Give the listing again word for word, excluding the pictures it contains.
== == ==
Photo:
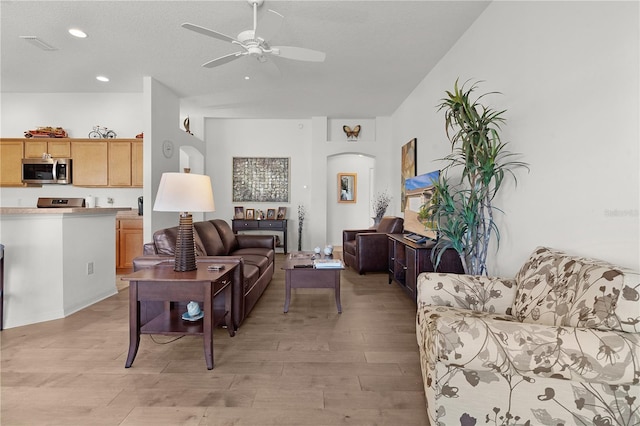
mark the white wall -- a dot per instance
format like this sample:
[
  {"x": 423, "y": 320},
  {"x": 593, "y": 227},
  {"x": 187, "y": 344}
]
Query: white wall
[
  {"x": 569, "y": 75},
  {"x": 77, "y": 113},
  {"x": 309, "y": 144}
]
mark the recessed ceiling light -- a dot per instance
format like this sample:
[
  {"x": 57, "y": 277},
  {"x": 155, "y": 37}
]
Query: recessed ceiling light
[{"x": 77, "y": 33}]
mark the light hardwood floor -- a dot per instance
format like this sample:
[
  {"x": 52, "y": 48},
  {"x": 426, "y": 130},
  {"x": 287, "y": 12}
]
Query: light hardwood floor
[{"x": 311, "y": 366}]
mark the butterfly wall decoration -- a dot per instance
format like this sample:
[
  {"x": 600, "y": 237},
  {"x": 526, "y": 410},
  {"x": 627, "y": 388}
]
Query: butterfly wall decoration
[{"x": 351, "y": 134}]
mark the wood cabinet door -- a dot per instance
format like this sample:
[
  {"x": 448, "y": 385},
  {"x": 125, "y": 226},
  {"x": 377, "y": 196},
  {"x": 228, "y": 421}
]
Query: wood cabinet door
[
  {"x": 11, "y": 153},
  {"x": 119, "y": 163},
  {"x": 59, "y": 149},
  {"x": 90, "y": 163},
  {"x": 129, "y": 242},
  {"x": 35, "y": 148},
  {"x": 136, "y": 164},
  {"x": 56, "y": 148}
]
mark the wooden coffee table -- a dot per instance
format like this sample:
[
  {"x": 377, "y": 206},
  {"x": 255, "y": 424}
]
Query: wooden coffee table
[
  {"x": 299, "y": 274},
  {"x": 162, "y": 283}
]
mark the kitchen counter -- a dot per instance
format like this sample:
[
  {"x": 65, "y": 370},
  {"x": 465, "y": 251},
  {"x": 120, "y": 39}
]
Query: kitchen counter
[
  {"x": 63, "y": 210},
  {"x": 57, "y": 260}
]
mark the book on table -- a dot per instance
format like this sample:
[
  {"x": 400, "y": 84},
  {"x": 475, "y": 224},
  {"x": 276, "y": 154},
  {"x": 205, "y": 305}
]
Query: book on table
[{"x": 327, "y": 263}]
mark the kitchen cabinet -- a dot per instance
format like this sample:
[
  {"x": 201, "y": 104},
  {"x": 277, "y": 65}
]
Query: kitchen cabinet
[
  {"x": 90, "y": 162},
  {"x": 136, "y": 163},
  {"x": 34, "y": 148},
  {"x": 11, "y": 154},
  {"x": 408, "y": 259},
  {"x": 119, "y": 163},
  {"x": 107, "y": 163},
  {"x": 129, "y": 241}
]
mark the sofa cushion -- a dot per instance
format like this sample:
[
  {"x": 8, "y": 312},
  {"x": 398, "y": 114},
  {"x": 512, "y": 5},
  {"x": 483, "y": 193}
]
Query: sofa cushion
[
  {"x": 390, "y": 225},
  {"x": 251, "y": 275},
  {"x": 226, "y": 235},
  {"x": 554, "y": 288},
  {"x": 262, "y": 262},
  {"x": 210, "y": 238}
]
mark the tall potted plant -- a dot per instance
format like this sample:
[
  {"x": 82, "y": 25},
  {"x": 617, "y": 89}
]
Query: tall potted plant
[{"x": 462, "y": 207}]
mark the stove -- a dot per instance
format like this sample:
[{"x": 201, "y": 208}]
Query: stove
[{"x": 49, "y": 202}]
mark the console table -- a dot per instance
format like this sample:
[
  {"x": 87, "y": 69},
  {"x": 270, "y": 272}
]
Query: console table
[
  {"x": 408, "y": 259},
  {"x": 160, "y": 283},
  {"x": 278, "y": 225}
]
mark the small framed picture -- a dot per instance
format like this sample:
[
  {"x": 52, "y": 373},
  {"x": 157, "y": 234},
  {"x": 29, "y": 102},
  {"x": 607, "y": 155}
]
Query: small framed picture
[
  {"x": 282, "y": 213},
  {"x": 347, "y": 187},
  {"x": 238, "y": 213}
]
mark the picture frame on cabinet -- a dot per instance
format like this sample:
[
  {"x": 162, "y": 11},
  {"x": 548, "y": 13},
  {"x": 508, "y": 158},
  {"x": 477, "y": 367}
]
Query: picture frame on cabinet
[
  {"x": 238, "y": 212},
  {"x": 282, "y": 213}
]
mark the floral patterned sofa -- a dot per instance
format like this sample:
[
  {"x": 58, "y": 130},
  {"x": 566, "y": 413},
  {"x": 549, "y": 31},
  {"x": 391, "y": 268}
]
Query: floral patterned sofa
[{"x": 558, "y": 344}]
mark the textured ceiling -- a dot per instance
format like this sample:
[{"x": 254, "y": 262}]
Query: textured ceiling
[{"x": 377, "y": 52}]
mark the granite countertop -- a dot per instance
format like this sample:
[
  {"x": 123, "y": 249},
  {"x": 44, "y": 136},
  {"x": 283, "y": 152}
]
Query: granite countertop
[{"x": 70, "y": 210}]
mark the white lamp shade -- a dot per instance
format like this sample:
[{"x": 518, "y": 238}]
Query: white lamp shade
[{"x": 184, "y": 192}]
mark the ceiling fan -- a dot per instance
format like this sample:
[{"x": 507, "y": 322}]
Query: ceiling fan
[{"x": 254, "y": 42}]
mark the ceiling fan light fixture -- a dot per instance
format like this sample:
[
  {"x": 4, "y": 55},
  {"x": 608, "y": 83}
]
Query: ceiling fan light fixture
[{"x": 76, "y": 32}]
== == ==
Written response –
Photo:
mark the white wall -- a dot per instance
format like this sample:
[
  {"x": 423, "y": 320},
  {"x": 593, "y": 227},
  {"x": 187, "y": 344}
]
Query: white wall
[
  {"x": 569, "y": 75},
  {"x": 77, "y": 113},
  {"x": 309, "y": 144}
]
mark the recessed ceiling light -- a dot per instance
format like this sample:
[
  {"x": 57, "y": 277},
  {"x": 155, "y": 37}
]
Query: recessed ceiling light
[{"x": 77, "y": 33}]
mark the light hardwood floor -- a dot per instance
format like this sample:
[
  {"x": 52, "y": 48},
  {"x": 426, "y": 130},
  {"x": 287, "y": 12}
]
Query: light hardwood floor
[{"x": 311, "y": 366}]
mark the butterfly wall decoration -- a dot per instance
format like this sample:
[
  {"x": 600, "y": 237},
  {"x": 526, "y": 410},
  {"x": 627, "y": 388}
]
Query: butterfly wall decoration
[{"x": 351, "y": 134}]
mark the wood cabinet door -- a dot per instance
format like this sample:
[
  {"x": 448, "y": 385},
  {"x": 125, "y": 226},
  {"x": 377, "y": 196},
  {"x": 228, "y": 421}
]
Query: wood cabinet door
[
  {"x": 11, "y": 153},
  {"x": 119, "y": 163},
  {"x": 59, "y": 149},
  {"x": 90, "y": 163},
  {"x": 129, "y": 242},
  {"x": 35, "y": 148},
  {"x": 136, "y": 164},
  {"x": 56, "y": 148}
]
mark the wooden coffee table -- a dot per instance
format like this sample:
[
  {"x": 377, "y": 206},
  {"x": 255, "y": 424}
]
Query: wooden coffee table
[
  {"x": 299, "y": 274},
  {"x": 162, "y": 283}
]
mark the kitchen counter -- a dot per instance
format like this sample:
[
  {"x": 65, "y": 370},
  {"x": 465, "y": 251},
  {"x": 120, "y": 39}
]
Query: kitchen counter
[
  {"x": 63, "y": 210},
  {"x": 57, "y": 260}
]
mark the book on table -- a dot per instance
format like this sample:
[
  {"x": 400, "y": 84},
  {"x": 475, "y": 224},
  {"x": 276, "y": 154},
  {"x": 205, "y": 305}
]
Query: book on table
[{"x": 327, "y": 263}]
mark the kitchen cabinet -- a dot per instance
format like this sample:
[
  {"x": 201, "y": 104},
  {"x": 277, "y": 65}
]
Query: kitchen cabinet
[
  {"x": 90, "y": 162},
  {"x": 136, "y": 163},
  {"x": 34, "y": 148},
  {"x": 11, "y": 154},
  {"x": 408, "y": 259},
  {"x": 119, "y": 163},
  {"x": 107, "y": 163},
  {"x": 129, "y": 241}
]
mark the sofa cushion -- a dot per instance
format like this sample:
[
  {"x": 8, "y": 312},
  {"x": 398, "y": 114},
  {"x": 512, "y": 5},
  {"x": 483, "y": 193}
]
Query: sofa cushion
[
  {"x": 390, "y": 225},
  {"x": 251, "y": 275},
  {"x": 226, "y": 235},
  {"x": 554, "y": 288},
  {"x": 262, "y": 262},
  {"x": 210, "y": 238}
]
mark the tall potted plant -- a dot per instance
format like this sample:
[
  {"x": 82, "y": 25},
  {"x": 617, "y": 89}
]
Query: tall potted plant
[{"x": 462, "y": 207}]
mark the stove -- a dot per instance
format like this sample:
[{"x": 201, "y": 208}]
Query: stove
[{"x": 49, "y": 202}]
mark the console table -- a dot per instance
format like this sample:
[
  {"x": 87, "y": 69},
  {"x": 270, "y": 272}
]
Query: console table
[
  {"x": 408, "y": 259},
  {"x": 160, "y": 283},
  {"x": 278, "y": 225}
]
mark the small framed picture -- a dot per instance
format like this sample:
[
  {"x": 52, "y": 373},
  {"x": 157, "y": 234},
  {"x": 29, "y": 102},
  {"x": 607, "y": 155}
]
Query: small framed picture
[
  {"x": 282, "y": 213},
  {"x": 347, "y": 187},
  {"x": 238, "y": 213}
]
mark the picture frame on cabinet -- a dot per instance
format like this sample:
[
  {"x": 162, "y": 11},
  {"x": 548, "y": 13},
  {"x": 508, "y": 158},
  {"x": 477, "y": 367}
]
Query: picture frame on cabinet
[
  {"x": 238, "y": 212},
  {"x": 282, "y": 213}
]
mark the floral patterned sofa -- a dot per instance
format like this sample:
[
  {"x": 58, "y": 130},
  {"x": 566, "y": 413},
  {"x": 549, "y": 31},
  {"x": 391, "y": 268}
]
Query: floral patterned sofa
[{"x": 558, "y": 344}]
mark the textured ceiling -- a dot per instance
format like this sample:
[{"x": 254, "y": 262}]
Query: textured ceiling
[{"x": 377, "y": 52}]
mark the granite countertop -- a dot per instance
format like this sample:
[
  {"x": 123, "y": 249},
  {"x": 44, "y": 136},
  {"x": 283, "y": 152}
]
Query: granite countertop
[{"x": 70, "y": 210}]
mark the white lamp shade -- a dot per instance
format like this sample:
[{"x": 518, "y": 238}]
Query: white lamp shade
[{"x": 184, "y": 192}]
mark the ceiling fan -- a dot per instance
format like this sample:
[{"x": 507, "y": 322}]
Query: ceiling fan
[{"x": 254, "y": 42}]
mark the ceiling fan light fixture -- a dot per instance
format like this sample:
[
  {"x": 4, "y": 55},
  {"x": 608, "y": 83}
]
Query: ceiling fan light fixture
[{"x": 76, "y": 32}]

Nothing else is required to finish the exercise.